▶ [EXERCISE OBJECTIVE] Could you rewrite every one of the lines below with "field-scouting log" changed to "site survey record" and nothing else altered, leaving the pictures out?

▶ [INFORMATION GIVEN]
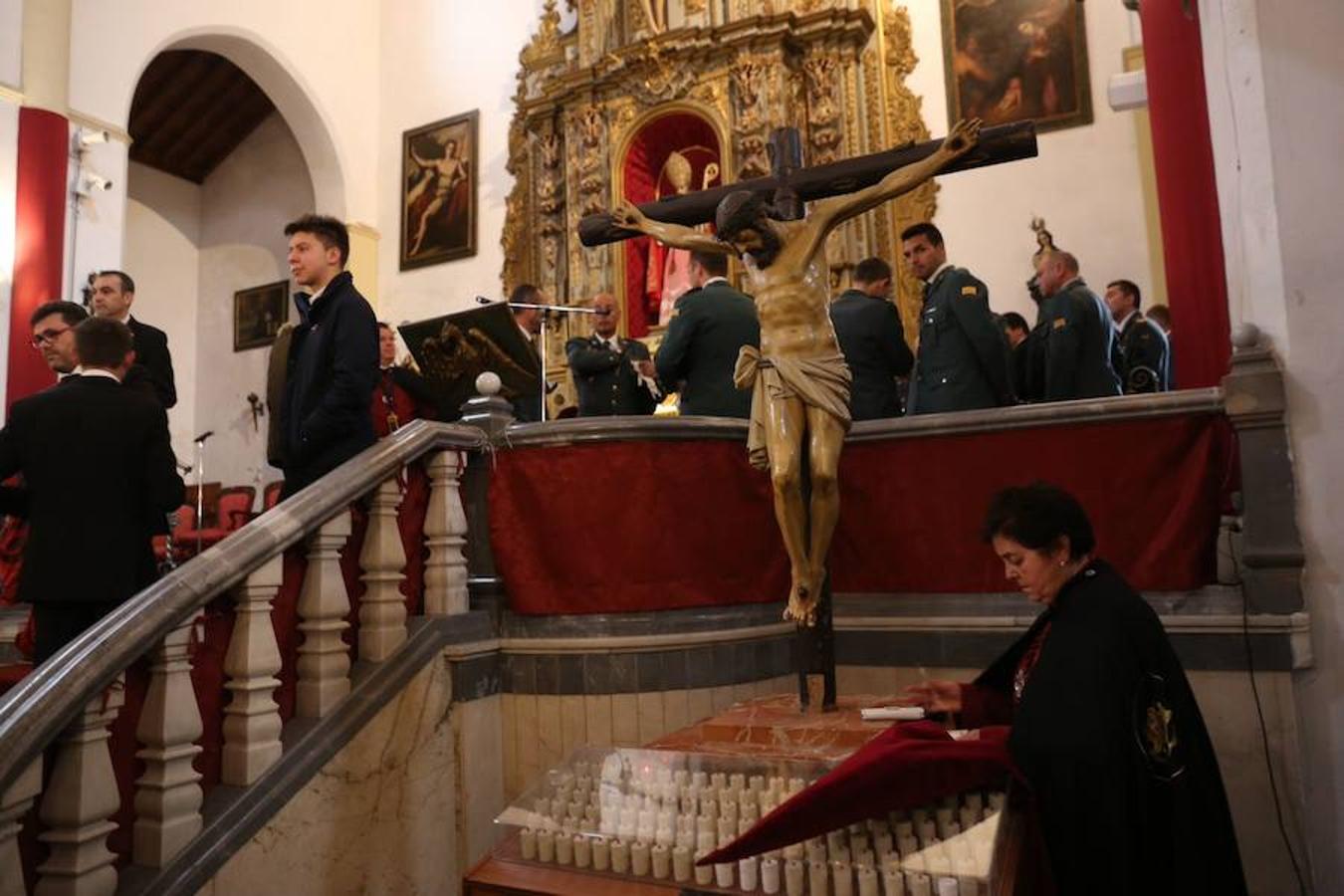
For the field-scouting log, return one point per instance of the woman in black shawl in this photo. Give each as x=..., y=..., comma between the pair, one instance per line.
x=1104, y=723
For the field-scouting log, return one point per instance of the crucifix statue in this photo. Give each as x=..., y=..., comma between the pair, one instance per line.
x=798, y=377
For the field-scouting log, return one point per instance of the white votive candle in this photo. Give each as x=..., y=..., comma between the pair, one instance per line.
x=563, y=850
x=640, y=858
x=680, y=864
x=771, y=876
x=661, y=858
x=620, y=857
x=703, y=873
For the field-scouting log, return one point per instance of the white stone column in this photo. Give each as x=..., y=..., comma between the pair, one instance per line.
x=252, y=718
x=14, y=804
x=323, y=606
x=382, y=610
x=78, y=804
x=168, y=794
x=445, y=534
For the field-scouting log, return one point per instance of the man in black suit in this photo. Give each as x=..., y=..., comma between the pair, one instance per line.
x=1139, y=354
x=113, y=292
x=611, y=375
x=333, y=364
x=872, y=341
x=963, y=360
x=100, y=473
x=710, y=327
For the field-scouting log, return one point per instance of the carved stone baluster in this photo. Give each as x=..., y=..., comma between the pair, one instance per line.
x=14, y=804
x=168, y=794
x=78, y=803
x=252, y=718
x=445, y=534
x=323, y=606
x=382, y=611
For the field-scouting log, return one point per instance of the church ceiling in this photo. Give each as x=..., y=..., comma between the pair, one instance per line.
x=191, y=109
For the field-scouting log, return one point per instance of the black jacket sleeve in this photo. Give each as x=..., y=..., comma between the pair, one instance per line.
x=971, y=305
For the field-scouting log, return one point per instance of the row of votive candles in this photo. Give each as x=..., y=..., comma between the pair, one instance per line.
x=920, y=852
x=769, y=873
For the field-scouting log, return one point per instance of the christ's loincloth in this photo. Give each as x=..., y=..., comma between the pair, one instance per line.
x=820, y=381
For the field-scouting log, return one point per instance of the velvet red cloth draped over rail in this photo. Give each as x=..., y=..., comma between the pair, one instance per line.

▶ [RESPONSE TO THIS EXERCISE]
For the site survey record, return one point per instance of the woman in black shawl in this photo. Give each as x=..., y=..., comma between the pair, one instance per line.
x=1104, y=723
For the site survey record, return one point per instance of the crucifix statue in this photo. Give each as x=..., y=..., comma between the pair, one instance per line.
x=798, y=377
For the site survey record, return one point per instance of the white votive candle in this photo. Give each as x=..., y=..., comma between the pair, one instance per line.
x=563, y=850
x=640, y=858
x=680, y=864
x=771, y=876
x=661, y=858
x=620, y=857
x=703, y=873
For the site survey record, return one point per instance of the white stone column in this photo. Give each as x=..., y=..., comma between the pair, one instance per line.
x=252, y=718
x=14, y=804
x=323, y=606
x=382, y=610
x=78, y=804
x=168, y=794
x=445, y=534
For the site survey record, return one point per instance of the man in black suit in this photo. Give each as x=..., y=..., comma between the pair, one instance per line.
x=1139, y=354
x=113, y=292
x=611, y=375
x=333, y=364
x=872, y=341
x=963, y=360
x=100, y=473
x=710, y=327
For the site survey record, return one point per instance of the carved stone baluster in this photo. Give each as x=..., y=..., comma between the pair, one instance per line.
x=14, y=804
x=168, y=794
x=78, y=803
x=252, y=718
x=445, y=534
x=323, y=606
x=382, y=611
For the site survey record, return one point per instance of the church ceiling in this photo. Give each as x=..., y=..., comma between the pair, one instance per line.
x=191, y=109
For the site survey record, return one point per instance of the black jacket sleeve in this photo. Give each as x=..., y=..., comma between the pair, one instance per line.
x=971, y=305
For the site survey record, return one point per instance of the row of votive candles in this photo. Give each as x=..., y=..., comma between the pair, one instance per line.
x=920, y=852
x=769, y=873
For the site survey record, return one point per instance of the christ's loincloth in this photo. Give each as x=..., y=..., comma between the pair, one instance per line.
x=820, y=381
For the site survey record, return one point per instance of the velvet red cloth draped over rail in this photo. Give each as x=..., y=..., comma between the pair, one instance per line.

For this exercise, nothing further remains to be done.